* [WORK TO BE COMPLETED] From the line containing "For the breaking" down to the last line of the listing, quote everything word for word, and nothing else, keeping pictures out.

* [GIVEN DATA]
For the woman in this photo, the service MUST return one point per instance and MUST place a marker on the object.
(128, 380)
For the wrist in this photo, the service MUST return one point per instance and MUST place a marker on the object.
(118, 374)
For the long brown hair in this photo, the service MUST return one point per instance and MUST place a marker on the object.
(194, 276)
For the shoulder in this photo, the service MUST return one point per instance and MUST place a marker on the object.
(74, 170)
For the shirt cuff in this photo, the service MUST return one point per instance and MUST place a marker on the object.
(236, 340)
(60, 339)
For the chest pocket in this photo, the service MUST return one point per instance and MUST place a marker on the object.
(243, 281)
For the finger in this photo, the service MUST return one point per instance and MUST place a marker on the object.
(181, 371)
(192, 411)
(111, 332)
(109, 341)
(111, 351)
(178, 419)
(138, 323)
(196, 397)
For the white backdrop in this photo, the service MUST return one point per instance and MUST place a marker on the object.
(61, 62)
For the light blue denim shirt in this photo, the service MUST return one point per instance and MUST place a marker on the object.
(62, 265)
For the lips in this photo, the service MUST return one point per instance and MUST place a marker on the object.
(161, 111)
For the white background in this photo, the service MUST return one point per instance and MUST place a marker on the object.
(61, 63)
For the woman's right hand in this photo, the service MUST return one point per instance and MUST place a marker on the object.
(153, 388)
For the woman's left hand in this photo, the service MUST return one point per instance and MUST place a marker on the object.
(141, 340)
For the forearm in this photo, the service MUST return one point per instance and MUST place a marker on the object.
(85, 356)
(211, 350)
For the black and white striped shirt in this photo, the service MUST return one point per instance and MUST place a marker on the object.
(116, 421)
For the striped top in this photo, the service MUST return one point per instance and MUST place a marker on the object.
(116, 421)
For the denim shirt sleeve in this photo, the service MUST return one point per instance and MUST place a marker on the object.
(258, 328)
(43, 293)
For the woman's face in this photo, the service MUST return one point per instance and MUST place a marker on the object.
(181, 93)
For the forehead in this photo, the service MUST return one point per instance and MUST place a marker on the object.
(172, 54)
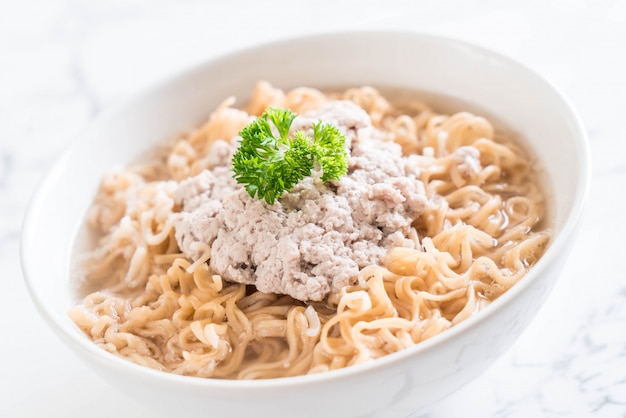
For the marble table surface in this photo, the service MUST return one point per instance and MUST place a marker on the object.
(63, 62)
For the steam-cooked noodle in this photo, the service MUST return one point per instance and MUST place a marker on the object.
(477, 237)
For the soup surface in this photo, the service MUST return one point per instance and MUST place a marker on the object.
(437, 216)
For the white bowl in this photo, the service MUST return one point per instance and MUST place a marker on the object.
(397, 385)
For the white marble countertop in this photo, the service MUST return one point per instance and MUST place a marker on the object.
(62, 62)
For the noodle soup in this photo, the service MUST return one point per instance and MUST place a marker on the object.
(463, 220)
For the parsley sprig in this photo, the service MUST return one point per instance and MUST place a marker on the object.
(268, 164)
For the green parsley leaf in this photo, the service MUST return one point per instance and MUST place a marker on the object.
(269, 165)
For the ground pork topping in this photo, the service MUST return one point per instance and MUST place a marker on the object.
(314, 239)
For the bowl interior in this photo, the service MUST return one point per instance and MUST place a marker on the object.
(515, 97)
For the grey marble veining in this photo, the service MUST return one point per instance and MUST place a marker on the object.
(62, 63)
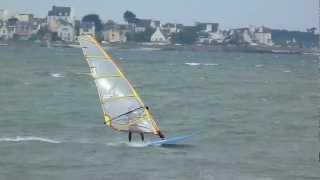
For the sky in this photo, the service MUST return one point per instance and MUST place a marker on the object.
(279, 14)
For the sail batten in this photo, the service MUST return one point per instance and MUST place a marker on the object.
(122, 107)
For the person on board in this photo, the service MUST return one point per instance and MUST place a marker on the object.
(142, 135)
(130, 136)
(159, 132)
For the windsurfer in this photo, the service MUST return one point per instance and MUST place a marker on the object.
(161, 135)
(130, 136)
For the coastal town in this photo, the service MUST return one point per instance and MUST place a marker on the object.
(61, 27)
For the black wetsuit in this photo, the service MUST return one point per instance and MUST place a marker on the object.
(130, 136)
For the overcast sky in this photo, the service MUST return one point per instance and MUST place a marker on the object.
(289, 14)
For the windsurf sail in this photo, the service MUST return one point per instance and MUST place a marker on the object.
(123, 109)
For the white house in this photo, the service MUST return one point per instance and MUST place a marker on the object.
(158, 36)
(263, 36)
(3, 30)
(87, 28)
(66, 31)
(218, 36)
(59, 13)
(207, 27)
(25, 17)
(3, 14)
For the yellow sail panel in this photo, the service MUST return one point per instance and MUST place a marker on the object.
(122, 107)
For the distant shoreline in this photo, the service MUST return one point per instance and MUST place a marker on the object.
(171, 47)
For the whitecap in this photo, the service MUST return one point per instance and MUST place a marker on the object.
(129, 144)
(211, 64)
(192, 64)
(57, 75)
(28, 138)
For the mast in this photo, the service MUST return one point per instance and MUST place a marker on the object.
(319, 25)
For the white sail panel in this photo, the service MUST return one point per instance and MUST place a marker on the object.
(102, 68)
(123, 109)
(113, 88)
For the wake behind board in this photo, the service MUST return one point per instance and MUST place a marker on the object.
(170, 141)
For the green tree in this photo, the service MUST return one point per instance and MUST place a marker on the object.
(95, 19)
(140, 36)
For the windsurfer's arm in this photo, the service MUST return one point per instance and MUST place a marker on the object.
(161, 135)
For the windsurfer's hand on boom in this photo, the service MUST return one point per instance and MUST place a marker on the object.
(161, 135)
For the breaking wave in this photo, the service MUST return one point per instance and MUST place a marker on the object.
(57, 75)
(128, 144)
(192, 64)
(198, 64)
(28, 138)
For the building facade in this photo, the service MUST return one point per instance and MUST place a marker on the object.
(59, 13)
(87, 28)
(158, 36)
(66, 31)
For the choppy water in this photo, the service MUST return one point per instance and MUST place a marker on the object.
(256, 115)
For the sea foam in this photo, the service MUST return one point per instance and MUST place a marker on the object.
(28, 138)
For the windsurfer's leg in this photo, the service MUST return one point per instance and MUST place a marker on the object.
(129, 136)
(142, 136)
(161, 135)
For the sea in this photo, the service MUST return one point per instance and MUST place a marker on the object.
(254, 116)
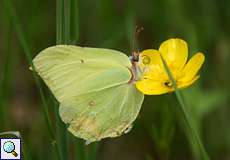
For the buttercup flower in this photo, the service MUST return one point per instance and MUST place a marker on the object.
(154, 79)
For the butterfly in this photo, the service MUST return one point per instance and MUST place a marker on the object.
(94, 87)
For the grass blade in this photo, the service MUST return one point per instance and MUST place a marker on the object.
(191, 130)
(62, 37)
(4, 83)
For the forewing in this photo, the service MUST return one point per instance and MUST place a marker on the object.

* [ANSWER]
For the breaking wave in this photo, the service MUST return one point per instance and MUST place a marker on the object.
(57, 75)
(128, 144)
(192, 64)
(198, 64)
(28, 138)
For the building facade in this photo, the service MUST return one point per instance and MUST place a marker on the object.
(59, 13)
(87, 28)
(158, 36)
(66, 31)
For the choppy water in this photo, the service MUST return one point per instance and MUST place a marker on the object.
(256, 115)
For the sea foam in this photo, the service MUST return one point per instance and MUST place a marker on the object.
(28, 138)
For the windsurfer's leg in this photo, the service MUST return one point per instance and MUST place a marker on the object.
(129, 136)
(142, 136)
(161, 135)
For the sea in this photo, the service MUST return one point per instance and MUST place a marker on the object.
(254, 116)
For the buttercup flower in this photo, the service MUST return one point per instance and MUST place a marker on the object.
(154, 79)
For the butterfly in this photo, the service MUST return one point per instance and MUST place a marker on the object.
(94, 87)
For the grass blade in this photo, the service MUST return one point per instance and MUST place a marker on the object.
(191, 130)
(62, 37)
(4, 83)
For the forewing in this photo, the service MUST return one point per instance and MUST place a marker on the object.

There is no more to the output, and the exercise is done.